:: Extract provided ::

<br>
<center><h1>  Categorical Decision Tree Creation Algorithm Report </h1></center>

***  

**&ensp;Authors:** Cameron Wright & Dylan Hammond  
**&ensp;&ensp;Course:** Artificial Intelligence [CSE 4301]  

**Professor:** Dr. Debasis Mitra  
**&ensp;&ensp;&ensp;&ensp;&ensp;&ensp;&ensp;TA:** Valerie Kobzarenko  

**&ensp;&ensp;&ensp;&ensp;&ensp;Date:** November 17th, 2021  

<br>

<br>

<a name="Table_of_contents"></a>
<center><h1> Table of contents </h1></center>
    
***  


- [**Table of contents**](#Table_of_contents)  
- [**Source Code**](#Source_Code)  
- [**Examples**](#Examples)  
- [**Report**](#Report)  
- [**References**](#References)  



<br>

**Implementation**

In [1]:
%load_ext watermark
%watermark -v -iv


Python implementation: CPython
Python version       : 3.9.1
IPython version      : 7.29.0



<br>
<a name="Source_Code"></a>
<center><h2> Source Code </h2></center>

*** 


<br>

**External Libraries**

In [2]:
# Arrays 
import numpy as np
# Tables
import pandas as pd
# Table display & style
from IPython.display import HTML
# Pesudo infinity value for info gain
from math import inf
# Display decision tree dictonary
from pprint import pprint
# Confusion matrix
from sklearn.metrics import confusion_matrix


<br>

**Table Helper Class**

In [3]:
# Discretely store headers (column names) and data (table body) of table
class tableLike:
    def __init__(self, headers, data):
        # Headers of the given table (always the first row)
        self.headers = headers
        # Body of the given table (all rows below the headers)
        self.data = data


<br>

**Purity Check**

In [4]:
# Check if target (label) values are pure (all the same categorical element)
def pure(tableData):
    # Target (label) values, always the last column of table [array]
    target = np.unique(tableData[:, -1])
    
    # If target (label) as only one type of unique element, it is pure [True]
    if len(target) == 1:
        return True
    # More than one unique element, it is NOT pure [False]
    return False


<br>

**Classification of Labels**

In [5]:
def classifyTable(tableData):
    # Target column
    target = tableData[:, -1]
    # Unique classes in target column [array] & number of each [array]
    classes, classCount = np.unique(target, return_counts=True)
    # Class that appears most in target column [string]
    bestClass = classes[classCount.argmax()]
    
    return bestClass


<br>

**Find All Splits**

In [6]:
# Return all possible splits [dictionary] for the given table data
def getSplits(tableData):
    # Dictionary to store all possible splits found
    validSplits = {}
    
    # Iterate through every column in table data except target
    for index, column in enumerate(tableData[:,:-1].T):
        # Store all unique elements from current column (classes)
        clss = np.unique(column)

:: Problems to work on ::
• 1. Based on the decision tree report, answer yes or no to each statement and quote the words that decide it: (a) the target values are always taken from the first column of the table; (b) the confusion matrix is imported from scikit-learn; (c) classifyTable returns the class that appears least often in the target column.
• 2. Write the next lines of the decision tree report's source code, starting after the last line shown.
The records that come after this report are drawn from a separate source.

:: Supplied entries ::
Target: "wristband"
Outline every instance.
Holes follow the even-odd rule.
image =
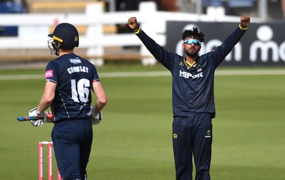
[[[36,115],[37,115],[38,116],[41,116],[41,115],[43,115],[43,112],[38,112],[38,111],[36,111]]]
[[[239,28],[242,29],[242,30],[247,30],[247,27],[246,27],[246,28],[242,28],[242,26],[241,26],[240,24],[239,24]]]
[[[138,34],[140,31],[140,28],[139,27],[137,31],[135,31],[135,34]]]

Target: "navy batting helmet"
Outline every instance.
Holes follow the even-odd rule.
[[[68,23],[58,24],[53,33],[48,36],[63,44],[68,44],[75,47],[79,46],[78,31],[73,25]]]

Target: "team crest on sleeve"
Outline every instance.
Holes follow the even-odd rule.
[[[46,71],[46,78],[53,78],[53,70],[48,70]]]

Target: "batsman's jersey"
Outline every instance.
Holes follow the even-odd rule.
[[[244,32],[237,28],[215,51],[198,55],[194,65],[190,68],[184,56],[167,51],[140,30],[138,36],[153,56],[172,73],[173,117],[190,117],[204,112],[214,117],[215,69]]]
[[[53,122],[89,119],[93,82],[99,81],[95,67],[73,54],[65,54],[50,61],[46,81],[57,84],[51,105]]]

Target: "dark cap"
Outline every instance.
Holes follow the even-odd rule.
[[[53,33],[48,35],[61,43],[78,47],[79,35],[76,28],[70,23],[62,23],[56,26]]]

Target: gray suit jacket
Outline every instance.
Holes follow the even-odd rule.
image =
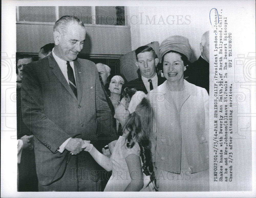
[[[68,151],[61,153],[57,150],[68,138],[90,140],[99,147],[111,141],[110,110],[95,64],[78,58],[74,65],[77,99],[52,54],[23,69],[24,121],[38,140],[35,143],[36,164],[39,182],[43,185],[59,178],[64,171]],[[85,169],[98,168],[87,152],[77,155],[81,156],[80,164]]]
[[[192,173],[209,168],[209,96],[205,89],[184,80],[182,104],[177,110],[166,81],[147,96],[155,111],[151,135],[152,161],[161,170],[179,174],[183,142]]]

:: Answer set ::
• 1.
(a) No: "Target (label) values, always the last column of table [array]"
(b) Yes: "from sklearn.metrics import confusion_matrix"
(c) No: "Class that appears most in target column [string]"

• 2.
        validSplits[index] = clss
        
    return validSplits


<br>

**Entropy Calculation**

In [7]:
# Return entropy [float] (a measure of randomness) for the given table data 
def entropy(tableData):
    # All unqiue elements
    classes = np.unique(tableData)
    # Calculate entropy for all classes
    entropy = 0
    for clss in classes:
        # Probability of current class 
        probClss = len(tableData[tableData == clss]) / len(tableData)
        # Entropy of current class
        entropy += -probClss * np.log2(probClss)
    
    # Total entropy over all classes
    return entropy


<br>

**Information Gain**

In [8]:
# Return information gain [float] for the given split
def infoGain(parent, leftChild, rightChild):
    # Probability of left child
    leftWeight = len(leftChild) / len(parent)
    # Probability of right child
    rightWeight = len(rightChild) / len(parent)
    # Entropy of parent - average weighted entropy of children
    gain = entropy(parent) - (leftWeight*entropy(leftChild) + rightWeight*entropy(rightChild))
    
    # Information gain for the given split [float]
    return gain


<br>

**Split Table**

In [9]:
# Return split table data [arrays] based on equality to the given class (clss)
def split(tableData, index, clss):
    # Store data in the column, that will be used to determine split [array]
    splitColumn = tableData[:, index]
    # Split rows based on if they are the given class
    equalRows = tableData[splitColumn == clss]
    unequalRows = tableData[splitColumn != clss] 

    # Return the split row groups
    return equalRows, unequalRows


<br>

**Find Best Split**

In [10]:
# Return column index and class [dict] of the split with greatest information gain
def bestSplit(tableData):
    # Minimum information gain possiable
    minGain = -inf
    
    # Get all possiable splits
    validSplits = getSplits(tableData)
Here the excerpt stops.